Passage to read:
______

Even though Kerr enjoyed "Xanadu" for that aspect, "I didn't really understand it."
When she found out she'd be directing the stage adaptation for IWU, Kerr revisited that part of her past for the first time since, via DVD, and came to the realization that, Kelly notwithstanding, "it is not a very well-written movie. And I thought, 'Oh, dear, what is this going to be?'"
But that was then, and this is now: Kerr is delighted with the show and what her willing-and-able nine-actor cast is managing, oft-times on skates.
"It really is a much better-written script than the movie ... it's still campy and glittery and silly, but it also makes fun of pop culture in the ’80s, and we know we're being silly," says Kerr.
Thanks to the largely gay cult that grew up around the movie, fueled by its catchy, hook-laden song score by the Electric Light Orchestra's Jeff Lynne and Newton-John's regular songwriter John Farrar, "Xanadu" grew to "Rocky Horror Picture Show" proportions in its various midnight movie/sing-along revivals.
For the stage adaptation, the central premise remains the same: In Los Angeles, an artist named Sonny Malone whose career frustrations as an album cover designer are cured when he meets Kira (played by Newton-John in the movie), a muse dispatched from Mount Olympus to help him find inspiration.
Also a part of the story is Danny McGuire (Kelly in the movie), a former big band musician with a dream of his own: to restore an old theater into a live music venue called Xanadu.
Kara Ryan who has the role of Kira (yes, the similar names have not gone unnoticed by all involved) admits to having had minimal skating experience prior to taking the part that requires her to be on skates for most of its 90-minute length.
"There are only about three numbers when I'm not on skates, so it has been really interesting," she says.
"I trained on my own every day over winter break. And then the cast went to (Bloomington's) Skate 'N' Place every weekend for a month-and-a-half, and the owners there really helped us."

______

Given request 1: Please give the rows from their start through the line holding "193 22 L 179", inclusive, as a JSON list of strings with one string per line, blank lines left out. Leave the pictures out of the answer.

Input:
______

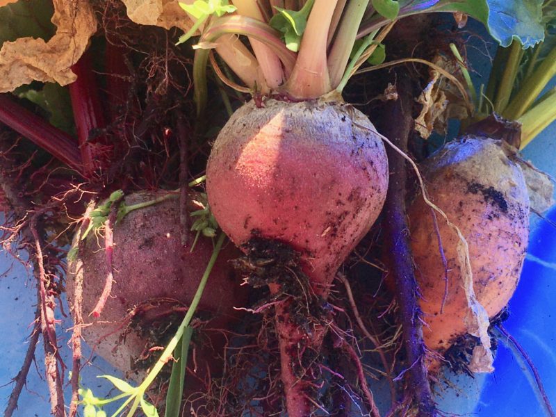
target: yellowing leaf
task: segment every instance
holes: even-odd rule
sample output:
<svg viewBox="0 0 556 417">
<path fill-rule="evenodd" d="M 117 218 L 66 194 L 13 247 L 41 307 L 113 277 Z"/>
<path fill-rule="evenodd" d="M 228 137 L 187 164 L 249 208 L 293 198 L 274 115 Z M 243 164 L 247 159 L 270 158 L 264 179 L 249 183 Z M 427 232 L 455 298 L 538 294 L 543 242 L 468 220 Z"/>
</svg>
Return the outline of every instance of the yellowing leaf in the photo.
<svg viewBox="0 0 556 417">
<path fill-rule="evenodd" d="M 193 22 L 179 6 L 191 4 L 193 0 L 122 0 L 126 5 L 127 15 L 139 24 L 157 26 L 165 29 L 179 28 L 187 32 Z"/>
<path fill-rule="evenodd" d="M 432 61 L 464 83 L 457 63 L 437 55 Z M 434 68 L 429 70 L 429 83 L 417 102 L 423 105 L 420 114 L 415 120 L 415 130 L 423 139 L 433 131 L 445 132 L 449 119 L 466 119 L 470 115 L 465 103 L 454 83 Z"/>
<path fill-rule="evenodd" d="M 86 0 L 54 0 L 53 3 L 51 20 L 57 30 L 48 42 L 20 38 L 2 44 L 0 92 L 12 91 L 33 80 L 62 85 L 75 81 L 70 67 L 87 47 L 97 30 L 97 21 Z"/>
</svg>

______

Given request 2: Carry the passage about the "Xanadu" stage adaptation forward from its last sentence.

Written answer 1:
[
  "target: yellowing leaf",
  "task: segment every instance",
  "holes: even-odd rule",
  "sample output:",
  "<svg viewBox=\"0 0 556 417\">",
  "<path fill-rule=\"evenodd\" d=\"M 117 218 L 66 194 L 13 247 L 41 307 L 113 277 Z\"/>",
  "<path fill-rule=\"evenodd\" d=\"M 228 137 L 187 164 L 249 208 L 293 198 L 274 115 Z M 243 164 L 247 159 L 270 158 L 264 179 L 249 183 Z M 427 232 L 455 298 L 538 294 L 543 242 L 468 220 Z\"/>",
  "</svg>",
  "Return the outline of every instance of the yellowing leaf in the photo.",
  "<svg viewBox=\"0 0 556 417\">",
  "<path fill-rule=\"evenodd\" d=\"M 193 22 L 179 6 L 191 4 L 193 0 L 122 0 L 126 5 L 127 15 L 139 24 L 157 26 L 165 29 L 179 28 L 187 32 Z\"/>"
]

Written answer 2:
Kerr asked Ryan to keep the skates on, even during the first two weeks of rehearsal, when the show was still being blocked.
"It was so I would get used to being in them for four hours ... now it almost feels weird not to be wearing them," Ryan adds.
"She's worked super-hard ... and become as home on skates as the rest of us are with walking," adds Kerr.
So far, no one has taken a spill because of the special requirements and things are, well, rolling along smoothly.
Though Ryan is the cast member required to skate the most through in-the-round set, everyone eventually winds up on rollers for the big finale, set in Xanadu to the ELO beat of the same-named song (a live band is also part of the on-stage proceedings).
In addition to head muse Kira, her fellow muses are also part of the action, kept on stage throughout.
"The muses are what really sells it for me," not so much the roller skating around the set, confesses Kerr.
"They sing some fantastic songs ... so harmonious. They're (the singers) fantastic, and I get to play with them like the animated 'Hercules' from Disney did."
As part of the set design, 30 to 40 audience members will be seated on stage with skating cast members.
"If you want to be close to the action, you can do that by sitting there," advises Kerr. "But if you choose that, you need to know that you will be messed with a little bit by the muses ... "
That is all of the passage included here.